(EXERCISE AIM): Output the items below exactly as they appear, leaving out the pictures.

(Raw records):
----
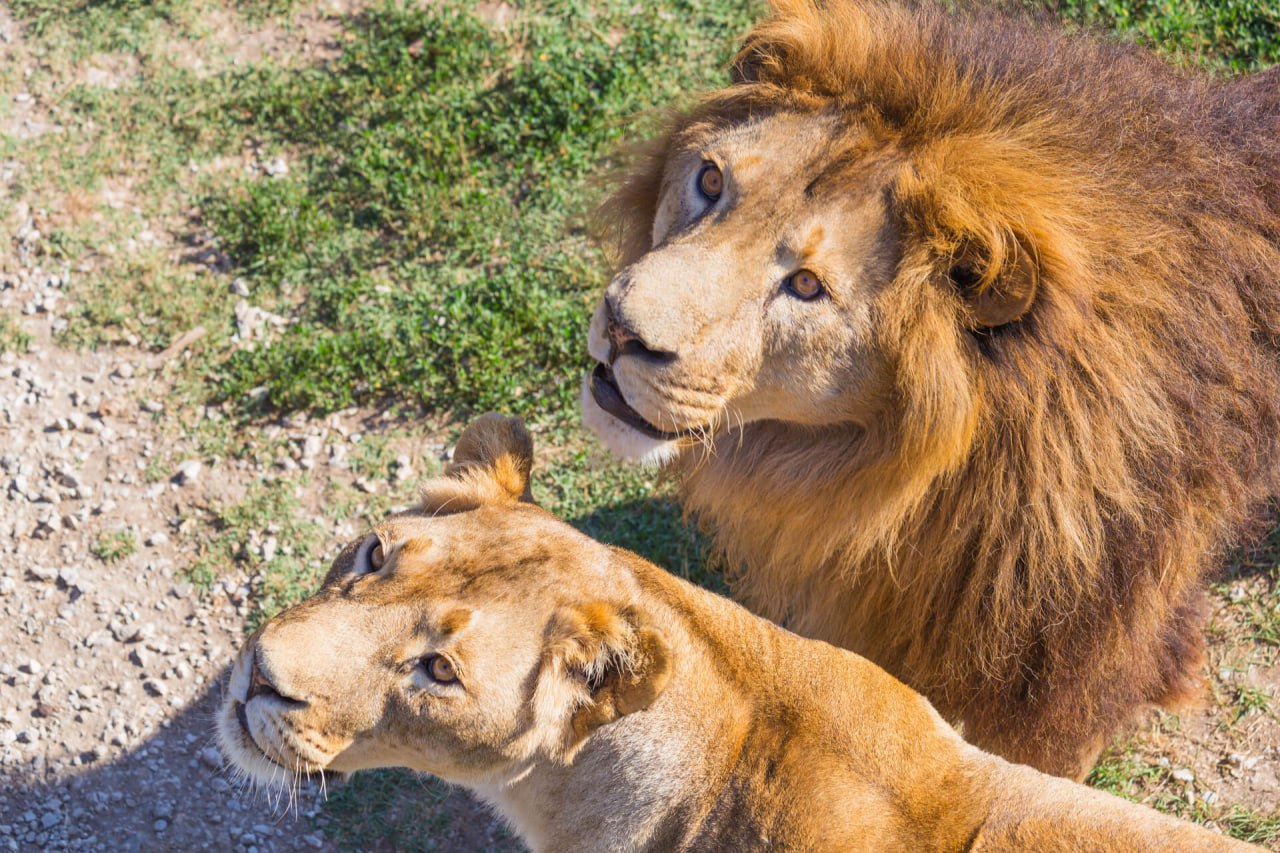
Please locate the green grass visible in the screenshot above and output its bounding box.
[1028,0,1280,72]
[0,314,31,353]
[199,0,749,414]
[186,480,328,630]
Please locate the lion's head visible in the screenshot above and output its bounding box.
[582,0,1280,772]
[218,415,669,785]
[584,4,1070,461]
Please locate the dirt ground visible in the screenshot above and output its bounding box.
[0,0,1280,850]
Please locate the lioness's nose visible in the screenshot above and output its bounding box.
[244,649,297,702]
[604,293,675,365]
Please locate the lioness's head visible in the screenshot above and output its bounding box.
[582,1,1059,461]
[218,415,671,785]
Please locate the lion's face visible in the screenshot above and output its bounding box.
[584,111,900,459]
[218,418,666,785]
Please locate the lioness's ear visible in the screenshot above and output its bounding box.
[539,602,673,763]
[444,411,534,503]
[947,234,1039,329]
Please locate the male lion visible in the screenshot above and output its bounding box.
[218,415,1244,853]
[584,0,1280,777]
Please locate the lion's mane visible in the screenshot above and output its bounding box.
[608,0,1280,775]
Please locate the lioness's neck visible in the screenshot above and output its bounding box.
[477,552,767,850]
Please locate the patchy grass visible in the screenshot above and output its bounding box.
[1043,0,1280,72]
[0,314,31,353]
[200,0,750,415]
[187,480,328,630]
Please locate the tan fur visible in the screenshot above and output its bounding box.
[218,418,1259,853]
[584,0,1280,777]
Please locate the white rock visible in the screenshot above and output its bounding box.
[173,459,205,485]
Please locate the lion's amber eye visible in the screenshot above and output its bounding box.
[422,654,458,684]
[787,269,824,301]
[698,163,724,201]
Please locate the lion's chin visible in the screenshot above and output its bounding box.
[582,373,680,466]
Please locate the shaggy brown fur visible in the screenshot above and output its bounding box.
[593,1,1280,776]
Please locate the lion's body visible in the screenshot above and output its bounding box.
[218,415,1245,853]
[586,3,1280,776]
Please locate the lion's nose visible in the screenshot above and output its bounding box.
[604,295,675,365]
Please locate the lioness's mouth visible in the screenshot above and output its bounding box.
[591,364,689,442]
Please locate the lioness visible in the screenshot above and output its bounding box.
[582,0,1280,777]
[218,415,1243,853]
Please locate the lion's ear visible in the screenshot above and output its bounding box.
[544,602,673,763]
[422,412,534,511]
[947,230,1039,329]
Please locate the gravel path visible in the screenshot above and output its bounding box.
[0,264,326,850]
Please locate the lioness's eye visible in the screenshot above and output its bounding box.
[355,535,387,575]
[698,163,724,201]
[786,269,824,302]
[422,654,458,684]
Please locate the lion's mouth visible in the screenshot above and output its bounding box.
[591,364,689,442]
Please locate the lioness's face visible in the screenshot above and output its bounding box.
[584,113,899,459]
[218,415,671,785]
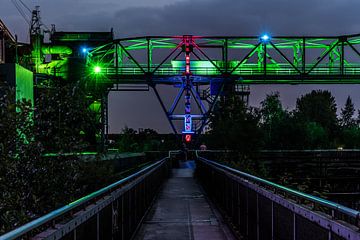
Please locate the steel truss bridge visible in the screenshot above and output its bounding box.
[87,34,360,133]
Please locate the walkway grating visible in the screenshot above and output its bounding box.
[135,164,235,240]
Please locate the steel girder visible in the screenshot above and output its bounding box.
[87,34,360,132]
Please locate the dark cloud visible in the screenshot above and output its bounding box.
[0,0,360,132]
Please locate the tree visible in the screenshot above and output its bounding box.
[294,90,338,147]
[210,95,262,153]
[340,96,356,127]
[260,92,287,148]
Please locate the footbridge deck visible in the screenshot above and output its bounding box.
[0,152,360,240]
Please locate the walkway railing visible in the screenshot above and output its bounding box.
[196,157,360,240]
[0,158,170,240]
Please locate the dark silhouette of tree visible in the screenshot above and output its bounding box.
[294,90,339,148]
[340,96,356,127]
[210,96,262,153]
[260,92,288,148]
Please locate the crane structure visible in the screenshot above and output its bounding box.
[86,34,360,133]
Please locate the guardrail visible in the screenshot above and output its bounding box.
[196,157,360,240]
[0,157,169,240]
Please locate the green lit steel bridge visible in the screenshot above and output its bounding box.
[85,34,360,134]
[88,34,360,84]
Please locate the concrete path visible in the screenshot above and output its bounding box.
[135,164,235,240]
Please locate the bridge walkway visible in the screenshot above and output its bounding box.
[135,162,235,240]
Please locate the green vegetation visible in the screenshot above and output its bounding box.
[208,90,360,150]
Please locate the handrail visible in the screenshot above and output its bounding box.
[0,157,168,240]
[196,154,360,221]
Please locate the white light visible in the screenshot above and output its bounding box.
[260,34,270,42]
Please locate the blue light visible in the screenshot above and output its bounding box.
[260,34,270,42]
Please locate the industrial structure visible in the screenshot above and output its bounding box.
[0,8,360,143]
[0,5,360,240]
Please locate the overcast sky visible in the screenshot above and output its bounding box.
[0,0,360,132]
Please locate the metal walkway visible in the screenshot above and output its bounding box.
[135,165,235,240]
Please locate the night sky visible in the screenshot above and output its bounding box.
[0,0,360,132]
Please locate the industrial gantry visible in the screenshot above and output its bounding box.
[86,34,360,139]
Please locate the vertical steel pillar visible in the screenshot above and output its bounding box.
[263,42,267,75]
[101,91,109,151]
[340,39,345,75]
[301,38,306,74]
[183,36,192,133]
[146,38,153,73]
[257,44,265,72]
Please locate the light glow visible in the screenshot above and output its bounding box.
[260,34,270,42]
[94,66,101,73]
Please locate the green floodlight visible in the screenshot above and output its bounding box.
[94,66,101,73]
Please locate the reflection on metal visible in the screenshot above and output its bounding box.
[197,157,360,240]
[0,158,169,240]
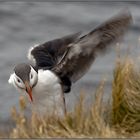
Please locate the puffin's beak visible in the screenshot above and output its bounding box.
[25,81,33,102]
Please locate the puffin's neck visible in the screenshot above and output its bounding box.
[30,70,64,115]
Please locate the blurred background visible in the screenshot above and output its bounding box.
[0,2,140,129]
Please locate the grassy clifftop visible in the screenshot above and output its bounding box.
[1,53,140,138]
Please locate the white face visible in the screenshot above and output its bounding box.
[8,67,38,90]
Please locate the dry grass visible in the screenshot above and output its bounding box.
[1,54,140,138]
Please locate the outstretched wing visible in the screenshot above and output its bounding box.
[28,32,80,69]
[53,11,132,82]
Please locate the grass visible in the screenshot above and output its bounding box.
[0,53,140,138]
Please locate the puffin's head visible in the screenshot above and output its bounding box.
[8,63,38,101]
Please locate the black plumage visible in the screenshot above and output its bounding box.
[28,11,132,93]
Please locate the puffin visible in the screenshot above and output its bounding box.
[8,10,132,115]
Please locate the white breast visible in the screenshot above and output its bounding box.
[32,70,64,115]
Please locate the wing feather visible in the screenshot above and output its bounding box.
[53,11,132,82]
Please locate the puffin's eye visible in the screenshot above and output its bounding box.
[17,79,20,83]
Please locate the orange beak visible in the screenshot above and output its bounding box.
[25,81,33,102]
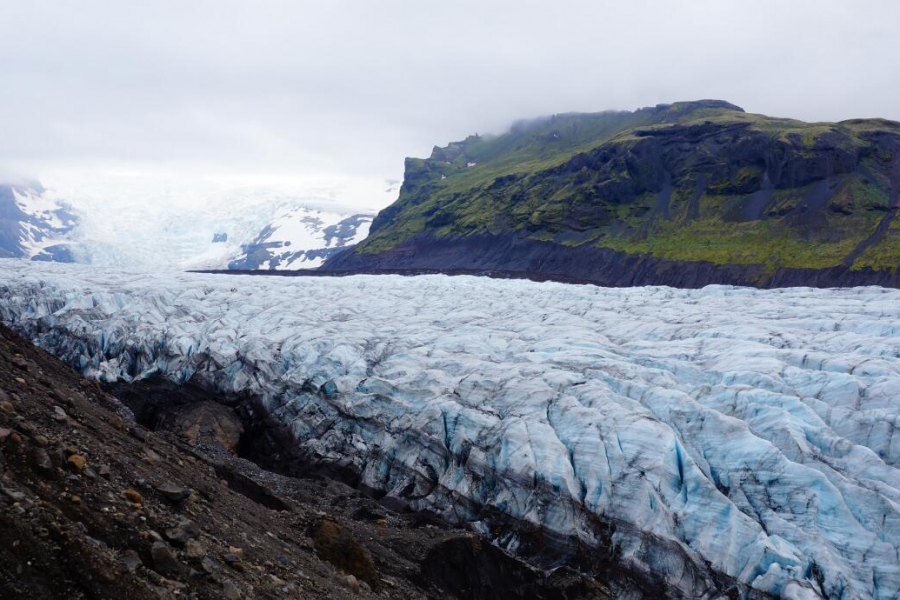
----
(THE SOLUTION):
Please locate the green grass visible in the screenshot above and output its bounding box.
[1028,0,1280,72]
[0,314,31,353]
[199,0,749,414]
[186,480,328,630]
Please locate the lion's head visible in the screenshot above and output its bounding box.
[582,0,1280,772]
[218,415,669,785]
[584,4,1070,461]
Please locate the dirt ground visible in the screenshot above and output its bounding box.
[0,0,1280,850]
Please locate the lioness's nose visible in the screenshot above and output its bounding box.
[244,649,297,702]
[604,293,675,365]
Please locate the lioness's head visible in the screenshot above and output its bounding box.
[582,1,1059,461]
[218,415,671,785]
Please locate the lion's face visible in the screenshot above and output its bounding box.
[584,111,900,459]
[218,418,666,785]
Please locate the lioness's ear visible in the screenshot above and output its bounding box.
[539,602,673,763]
[444,411,534,503]
[947,234,1039,329]
Please locate the male lion visible in the screenshot above and output its bounding box.
[218,415,1244,853]
[584,0,1280,777]
Please locate the lion's mane visible in the screenshot above and output its bounding box.
[608,0,1280,775]
Please locate the lioness's neck visible in the screenshot above and output its bounding box.
[477,552,767,850]
Please locate the patchy grass visible in the screenshot above and output its bounding box.
[1043,0,1280,72]
[0,314,31,353]
[200,0,750,415]
[187,480,328,630]
Please locate the tan fur visible in the screenshot above and output its bounding box.
[218,418,1259,853]
[584,0,1280,777]
Please locate the white rock visible in the screenshot above and output its bounding box.
[173,459,205,485]
Please locate the lion's amber eye visible in the screenshot above and output its bounding box.
[422,654,458,684]
[787,269,824,301]
[698,163,724,201]
Please locate the lion's chin visible in the screenshot above and output its bounding box.
[582,373,680,466]
Please locate the shaggy brown fur visible in the screenshot above and output its bounding box.
[593,1,1280,776]
Please locate the lion's body visible in the screenshot above and output its bounding box.
[218,415,1245,853]
[586,3,1280,776]
Please locate the lion's nose visible in the screenshot above and output its bounding box.
[604,295,675,365]
Please locate the lioness's mouth visible in the screenshot above and output its bounding box.
[591,364,689,442]
Please locate the lioness visible in the screenshot above and output its bounding box.
[582,0,1280,777]
[218,415,1243,853]
Please locate the lion's ear visible in the screenshot above and output its bounding box.
[544,602,673,763]
[422,412,534,511]
[947,230,1039,329]
Please locate the gravel path visible in the screenshot above and output its bounding box.
[0,264,326,850]
Please locate the lioness's eye visible in the screenshot above and output its bounding box.
[355,535,387,575]
[698,163,724,201]
[786,269,824,302]
[422,654,458,684]
Please locate the lion's mouth visible in the screenshot above and output its bounding box.
[591,364,689,442]
Please locate the lioness's face visible in the screenshot above and output its bounding box.
[584,113,899,459]
[218,415,671,785]
Please locate the steel truss bridge visible in the screenshot above and output its bounding box.
[87,34,360,133]
Please locate the walkway grating visible in the screenshot above and output its bounding box.
[135,164,235,240]
Please locate the steel girder visible in the screenshot above and output its bounding box.
[87,34,360,132]
Please locate the dark cloud visible in the screenshot above and output its bounding box.
[0,0,360,132]
Please locate the tree visible in the screenshot above and output its bounding box.
[294,90,338,147]
[210,95,262,153]
[340,96,356,127]
[260,92,287,148]
Please locate the footbridge deck visible in the screenshot above and output its bounding box.
[0,152,360,240]
Please locate the walkway railing visible in the screenshot above and output its bounding box.
[196,157,360,240]
[0,158,170,240]
Please locate the dark silhouette of tree visible in the screenshot above and output its bounding box.
[294,90,339,148]
[340,96,356,127]
[210,96,262,153]
[260,92,288,148]
Please locate the crane structure visible in the screenshot above and output its bounding box.
[86,34,360,133]
Please locate the guardrail visible in the screenshot above and output its bounding box.
[196,157,360,240]
[0,157,169,240]
Please locate the green lit steel bridge visible in the screenshot above and output its bounding box.
[85,34,360,134]
[88,34,360,84]
Please locate the concrete path visible in the screenshot above and output its bounding box.
[135,164,235,240]
Please locate the bridge walkway visible in the screenshot above and output its bounding box.
[135,162,235,240]
Please locate the green vegetation visible in the screenshot above and output its bounding box.
[208,90,360,150]
Please locate the handrail visible in the screenshot above and output its bounding box.
[0,157,168,240]
[196,154,360,221]
Please locate the white light visible in the screenshot above and output its bounding box.
[260,34,270,42]
Please locate the blue light visible in the screenshot above and output its bounding box.
[260,34,270,42]
Please locate the industrial structure visible in the screenshot above and output its bounding box.
[0,8,360,143]
[0,5,360,240]
Please locate the overcast sky visible in the screenshot above and output its bounding box.
[0,0,360,132]
Please locate the metal walkway visible in the screenshot above and output its bounding box.
[135,165,235,240]
Please locate the night sky visible in the screenshot above and output its bounding box.
[0,0,360,132]
Please locate the industrial gantry visible in the screenshot above and output its bounding box.
[86,34,360,139]
Please locate the vertical steel pillar visible in the screenshot above and output its bounding box.
[263,42,267,75]
[101,91,109,151]
[340,39,345,75]
[301,38,306,74]
[183,36,192,133]
[146,38,153,73]
[257,44,265,72]
Please locate the light glow visible in the screenshot above and output its bounding box.
[260,34,270,42]
[94,66,101,73]
Please locate the green floodlight visible in the screenshot above and output its bounding box.
[94,66,101,73]
Please locate the reflection on metal visible in the screenshot above and output its bounding box.
[197,157,360,240]
[0,158,169,240]
Please locate the puffin's beak visible in the screenshot above and output its bounding box.
[25,81,33,102]
Please locate the puffin's neck visible in the screenshot above and output its bounding box.
[30,70,64,115]
Please locate the blurred background visible in the screenshot above and output its bounding box.
[0,2,140,129]
Please locate the grassy clifftop visible in the screenshot above and output its bounding box.
[1,53,140,138]
Please locate the white face visible in the screenshot above and output its bounding box.
[8,67,38,90]
Please locate the dry grass visible in the screenshot above and output its bounding box.
[1,54,140,138]
Please locate the outstretched wing visible in the screenshot above and output its bounding box.
[28,32,80,69]
[53,11,132,82]
Please locate the grass visible in the screenshot above and output its bounding box.
[0,53,140,138]
Please locate the puffin's head visible in the screenshot above and output its bounding box.
[8,63,38,101]
Please locate the black plumage visible in the screenshot above and output its bounding box.
[28,11,132,93]
Please locate the puffin visible in the screenshot above and output its bounding box.
[8,10,132,115]
Please locate the white breast visible in the screenshot above and output its bounding box.
[32,70,64,115]
Please locate the wing feather visible in the screenshot above and output its bounding box.
[53,11,132,82]
Please locate the puffin's eye visible in the screenshot above and output its bounding box.
[17,79,20,83]
Please locate the orange beak visible in the screenshot above and output its bounding box.
[25,81,33,102]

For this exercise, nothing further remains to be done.